### Records excerpted from a collection
[Start of section]

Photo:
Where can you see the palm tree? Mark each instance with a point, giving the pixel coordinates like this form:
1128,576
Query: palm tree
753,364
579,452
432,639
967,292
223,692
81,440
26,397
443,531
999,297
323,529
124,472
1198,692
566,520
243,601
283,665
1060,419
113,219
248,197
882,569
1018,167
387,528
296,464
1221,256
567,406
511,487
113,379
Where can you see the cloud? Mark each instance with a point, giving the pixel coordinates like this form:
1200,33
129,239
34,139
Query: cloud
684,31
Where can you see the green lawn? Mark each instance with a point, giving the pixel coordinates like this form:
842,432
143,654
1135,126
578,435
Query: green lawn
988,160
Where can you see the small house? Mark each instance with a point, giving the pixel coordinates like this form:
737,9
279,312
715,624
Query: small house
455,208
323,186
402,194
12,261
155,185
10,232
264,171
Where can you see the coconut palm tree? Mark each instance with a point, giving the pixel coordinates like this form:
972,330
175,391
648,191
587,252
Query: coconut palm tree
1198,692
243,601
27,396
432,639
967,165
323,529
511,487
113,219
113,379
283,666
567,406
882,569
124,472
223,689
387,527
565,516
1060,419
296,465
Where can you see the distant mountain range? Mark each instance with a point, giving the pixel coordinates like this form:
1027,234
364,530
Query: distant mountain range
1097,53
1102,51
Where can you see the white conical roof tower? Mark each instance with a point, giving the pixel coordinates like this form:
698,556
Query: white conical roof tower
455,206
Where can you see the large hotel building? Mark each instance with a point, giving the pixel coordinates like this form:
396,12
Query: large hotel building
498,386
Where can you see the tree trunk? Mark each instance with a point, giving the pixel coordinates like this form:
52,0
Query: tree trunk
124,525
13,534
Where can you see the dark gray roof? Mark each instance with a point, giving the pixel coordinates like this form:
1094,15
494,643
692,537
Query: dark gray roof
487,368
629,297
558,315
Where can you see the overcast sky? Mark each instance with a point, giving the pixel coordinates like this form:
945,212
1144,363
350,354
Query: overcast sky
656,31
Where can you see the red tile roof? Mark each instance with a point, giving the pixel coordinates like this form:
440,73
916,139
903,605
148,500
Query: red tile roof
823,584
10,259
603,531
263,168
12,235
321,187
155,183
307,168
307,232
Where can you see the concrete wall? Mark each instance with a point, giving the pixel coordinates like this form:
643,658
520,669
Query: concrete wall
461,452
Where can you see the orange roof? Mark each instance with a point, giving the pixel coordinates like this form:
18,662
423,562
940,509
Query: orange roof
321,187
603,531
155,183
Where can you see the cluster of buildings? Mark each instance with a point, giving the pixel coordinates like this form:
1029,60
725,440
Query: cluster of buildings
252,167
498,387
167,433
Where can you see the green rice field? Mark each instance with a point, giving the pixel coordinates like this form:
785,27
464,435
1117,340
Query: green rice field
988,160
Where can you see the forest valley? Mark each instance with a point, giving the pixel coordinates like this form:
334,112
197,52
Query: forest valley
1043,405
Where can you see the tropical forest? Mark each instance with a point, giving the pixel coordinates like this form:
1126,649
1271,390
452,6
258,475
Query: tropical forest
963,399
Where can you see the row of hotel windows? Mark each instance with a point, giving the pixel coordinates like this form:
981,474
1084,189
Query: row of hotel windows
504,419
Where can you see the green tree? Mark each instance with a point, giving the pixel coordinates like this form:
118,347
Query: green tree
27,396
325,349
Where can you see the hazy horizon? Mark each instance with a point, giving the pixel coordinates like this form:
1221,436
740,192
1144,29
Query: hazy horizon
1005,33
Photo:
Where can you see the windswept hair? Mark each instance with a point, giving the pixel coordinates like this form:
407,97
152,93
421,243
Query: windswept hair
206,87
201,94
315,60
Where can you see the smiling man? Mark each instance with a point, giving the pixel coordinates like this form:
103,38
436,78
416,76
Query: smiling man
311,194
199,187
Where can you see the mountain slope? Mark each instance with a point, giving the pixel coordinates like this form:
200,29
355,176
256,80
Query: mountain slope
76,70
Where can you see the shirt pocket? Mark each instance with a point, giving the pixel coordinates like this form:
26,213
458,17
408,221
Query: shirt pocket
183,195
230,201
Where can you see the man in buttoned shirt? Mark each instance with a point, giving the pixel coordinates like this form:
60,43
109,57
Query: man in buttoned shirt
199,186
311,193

[End of section]

### Prompt
Exactly and without omission, set down every entry.

### Written reply
Photo:
Where can you see the palm tree? Mark each instance with a point, giving the pixel coordinates like this form:
1128,576
Query: palm tree
753,364
579,452
432,639
967,292
223,692
81,440
26,397
443,531
999,297
323,529
124,472
1198,692
566,520
243,601
283,665
1060,419
113,219
248,197
882,569
1018,167
387,528
296,464
1221,256
567,406
511,487
113,379
Where can you see the cloud? Mark each instance with a point, giving the pixel coordinates like this form:
1200,33
129,239
34,139
Query: cloud
684,31
Where can you see the green lawn? Mark each instance with a point, giving the pixel coordinates like this form:
842,432
143,654
1135,126
578,435
Query: green lawn
988,160
Where can you see the small house? Mark each instance with a point, giving the pixel coordinates like this form:
737,9
279,312
715,624
Query: small house
455,208
323,186
402,194
12,261
155,185
10,232
264,171
Where can you see the coconut palm tree? Mark each instance with a point, giving the pixel coordinates like this form:
972,330
175,391
648,191
587,252
Query: coconut palm tree
1198,692
243,601
27,396
432,639
967,165
323,529
511,487
113,219
113,379
283,666
567,406
882,569
124,472
223,689
387,527
565,516
1060,419
296,465
Where can you see the distant mountain range? Mark each instance with a point, giving the pixel coordinates like this form:
1027,234
364,530
Query: distant mountain range
1097,53
1102,51
Where can you see the white conical roof tower? Mark each instance with a point, giving the pixel coordinates like this form:
698,556
Query: white conical roof tower
455,206
Where can you see the large hotel building? Mark each instance with a point, giving the pixel coordinates like this form:
396,12
Query: large hotel building
498,386
Where can you see the tree trunk? Mark each instance with a point, giving the pixel coordinates like this form:
52,0
Query: tree trunk
124,525
13,534
Where can you see the dark gray roof? Mark each instance with a point, giving the pixel coordinates like this form:
1094,15
494,643
692,537
Query: dark gray roof
487,368
629,297
558,315
Where can you see the overcast sky? Mark each instance with a point, giving the pixel coordinates like this form:
945,212
1144,363
350,354
Query: overcast sky
656,31
Where can you see the red tile roof? Mark each instance with a point, giving the pixel coordinates like this form:
440,73
916,139
903,605
148,500
Query: red tile roof
823,584
10,259
603,531
263,168
12,235
321,187
155,183
307,168
307,232
Where can you see the concrete wall? Mark each instance with a point, giving the pixel coordinates like this form:
643,658
520,669
Query: concrete wall
461,452
Where can you see the orange roof? Mark each instance with a point, giving the pixel coordinates like this form:
18,662
423,562
940,509
Query: orange roof
321,187
603,531
155,183
Where can you see the cluster of buildings? Mark each instance with a point, giving the pixel coordinates like this form:
1029,60
725,440
Query: cluster of buildings
252,167
498,387
167,433
Where can you see the green rice field? Mark each instance with a point, giving the pixel coordinates like this form:
785,27
464,435
1117,340
Query: green rice field
988,160
Where can you see the forest valley? Mark each instance with a point, giving the pixel coordinates like this form:
334,112
197,52
Query: forest valley
1043,405
Where can you see the tropical forest? Mark each instance with a point, giving the pixel coordinates like this form:
1126,649
1271,390
452,6
258,475
Query: tropical forest
963,399
Where can you see the row of hotel windows? Mark each instance with a point, giving the pixel coordinates like this form:
981,474
1084,189
Query: row of hotel windows
504,419
Where can you see the green tree? Mark each instance with a point, giving the pixel coordinates like this form:
118,347
Query: green tree
27,396
325,349
Where can you see the hazy horizon? Mark each instance with a point, giving the pixel coordinates like this form:
1221,436
740,192
1144,29
Query: hazy horizon
1005,33
Photo:
Where can you see the windswept hair? Mark each instance with a point, giving the pixel coordinates like this form:
407,97
152,93
421,243
Query: windswept hair
206,87
201,94
315,60
Where can you see the smiling man? Mark each instance with a point, giving the pixel coordinates like this form:
103,38
436,78
416,76
Query: smiling man
311,194
199,187
Where can you see the mountain slope? Mark each instance with a point, giving the pixel coordinates like this form:
200,29
355,176
256,80
Query: mountain slope
76,70
Where can you see the shirt pocket? Mark each instance with a point, giving the pixel coordinates like this form:
26,213
458,17
408,221
Query: shirt pocket
183,195
230,201
Where can you see the man in buttoned shirt? Mark each instance with a point, giving the pixel coordinates like this form:
60,43
109,57
Query: man in buttoned shirt
199,186
311,193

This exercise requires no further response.